REQUIRED TASKS:
(a) According to the article on inter-Korean policy, what position did Kim Tae-woo hold before becoming president of KINU?
(b) Reproduce the part of the article on inter-Korean policy that opens with the words "Some welcome the" and closes with "by past administrations.".
(c) List the four basic tenets that the article on inter-Korean policy says will not change.

PASSAGE TO READ:

* * *

![]() |
The Lee Myung-bak administration will not veer from its principles-based approach to North Korea even as it searches for ways to bring the communist state back to the negotiating table, the head of a state-run unification think tank said Thursday.
The forecast by Kim Tae-woo, the recently-appointed president of the Korea Institute for National Unification (KINU), comes amid vigorous public discussion over Lee’s policy as it explores ways to be “flexible” toward Pyongyang amid a recent warming trend.
Some welcome the early signs of engagement it has pursued while hard-liners say it is too early to extend any olive branch. Still others call for a return to full engagement espoused by past administrations.
“An increasing number of people inside and outside government believe that it is time to show more flexibility to induce North Korea into dialogue,” Kim, the former head of Seoul’s defense institute, said in an interview. “But this does not mean any shift on the strategic level.”
Tensions have been high since Lee took office in 2008 and linked the provision of aid to denuclearization steps by the North. They plunged to their lowest point in decades last year after Pyongyang sank a South Korean warship and shelled a border island, killing 50, incidents Seoul still wants apologies for.
But interactions between the two Koreas have increased in recent weeks in the wake of denuclearization talks that aim to resume six-party negotiations. The signs of flexibility include increased cultural exchanges and a recent trip by Rep. Hong Joon-pyo, chairman of the ruling Grand National Party, to the joint Gaeseong Industrial Complex (GIC) in the North.
The moves have coincided with domestic calls for further engagement led by Hong ahead of parliamentary and presidential elections next year. While newly-appointed unification minster Yu Woo-ik has echoed such sentiment, little has been forthcoming as to what further measures flexibility entails.
“There is some ambiguity involved there, I should admit that,” Kim, a conservative, said. “There is no clear-cut borderline…where we can say ‘this is a strategic change and this is a tactical change.’”
What won’t change, the expert stressed, are four basic tenets: Progress in the North’s denuclearization, the safety of South Koreans who travel to the North, the implementation of international norms in inter-Korean relations and transparency in the distribution of aid.
“If you believe these four principles are unacceptable, then responsibility can go to our government. If they are universally acceptable, then the responsibility is in Pyongyang. I don’t think this position will be changed,” he said, adding the policy had begun to bear fruit.
“We can see an attitude change. Before North Korea behaved with arrogance, saying ‘We can destroy or protect you.’ They have realized by now that if they continue this, they would not get anything from the South.”

* * *

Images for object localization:
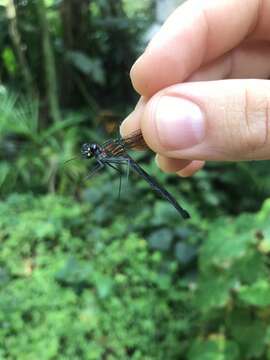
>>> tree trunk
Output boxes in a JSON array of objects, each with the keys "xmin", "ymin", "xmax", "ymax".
[
  {"xmin": 6, "ymin": 0, "xmax": 34, "ymax": 96},
  {"xmin": 60, "ymin": 0, "xmax": 90, "ymax": 106},
  {"xmin": 36, "ymin": 0, "xmax": 61, "ymax": 122}
]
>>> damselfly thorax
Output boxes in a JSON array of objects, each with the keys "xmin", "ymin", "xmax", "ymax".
[{"xmin": 81, "ymin": 131, "xmax": 190, "ymax": 219}]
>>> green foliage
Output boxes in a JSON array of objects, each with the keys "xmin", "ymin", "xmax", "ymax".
[
  {"xmin": 0, "ymin": 194, "xmax": 270, "ymax": 360},
  {"xmin": 0, "ymin": 0, "xmax": 270, "ymax": 360},
  {"xmin": 0, "ymin": 195, "xmax": 193, "ymax": 359}
]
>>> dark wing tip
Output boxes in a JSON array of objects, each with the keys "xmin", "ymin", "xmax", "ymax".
[{"xmin": 181, "ymin": 210, "xmax": 191, "ymax": 219}]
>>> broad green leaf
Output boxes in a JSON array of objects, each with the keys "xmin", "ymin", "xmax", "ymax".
[{"xmin": 237, "ymin": 279, "xmax": 270, "ymax": 307}]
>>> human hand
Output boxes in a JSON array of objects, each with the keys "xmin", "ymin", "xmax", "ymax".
[{"xmin": 121, "ymin": 0, "xmax": 270, "ymax": 176}]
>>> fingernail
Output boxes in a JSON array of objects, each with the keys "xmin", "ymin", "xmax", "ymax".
[
  {"xmin": 120, "ymin": 97, "xmax": 145, "ymax": 136},
  {"xmin": 155, "ymin": 96, "xmax": 205, "ymax": 150}
]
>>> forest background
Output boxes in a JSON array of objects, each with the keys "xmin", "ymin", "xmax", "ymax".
[{"xmin": 0, "ymin": 0, "xmax": 270, "ymax": 360}]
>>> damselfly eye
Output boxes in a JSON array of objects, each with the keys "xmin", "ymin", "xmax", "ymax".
[
  {"xmin": 90, "ymin": 144, "xmax": 97, "ymax": 153},
  {"xmin": 81, "ymin": 143, "xmax": 92, "ymax": 158}
]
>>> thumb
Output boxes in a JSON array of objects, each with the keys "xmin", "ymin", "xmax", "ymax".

* * *

ANSWERS TO THE EXERCISES:
(a) He was the head of Seoul's defense institute.

(b)
Some welcome the early signs of engagement it has pursued while hard-liners say it is too early to extend any olive branch. Still others call for a return to full engagement espoused by past administrations.

(c)
- Progress in the North's denuclearization
- The safety of South Koreans who travel to the North
- The implementation of international norms in inter-Korean relations
- Transparency in the distribution of aid